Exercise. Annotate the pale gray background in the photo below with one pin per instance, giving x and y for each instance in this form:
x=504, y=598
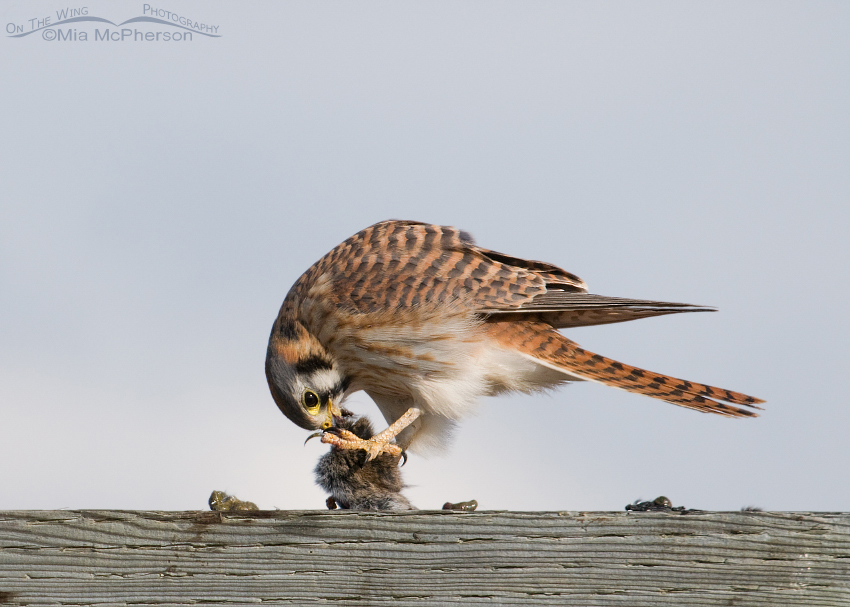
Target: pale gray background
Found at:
x=158, y=200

☆ ☆ ☆ ☆

(Job)
Leave out the pictures and transcribe the entries above exactly.

(Result for this exercise)
Exercise. Annotate the pale gray background in the photo below with one pin per instance, giving x and y for each instance in this form:
x=504, y=598
Target: pale gray background
Found at:
x=158, y=200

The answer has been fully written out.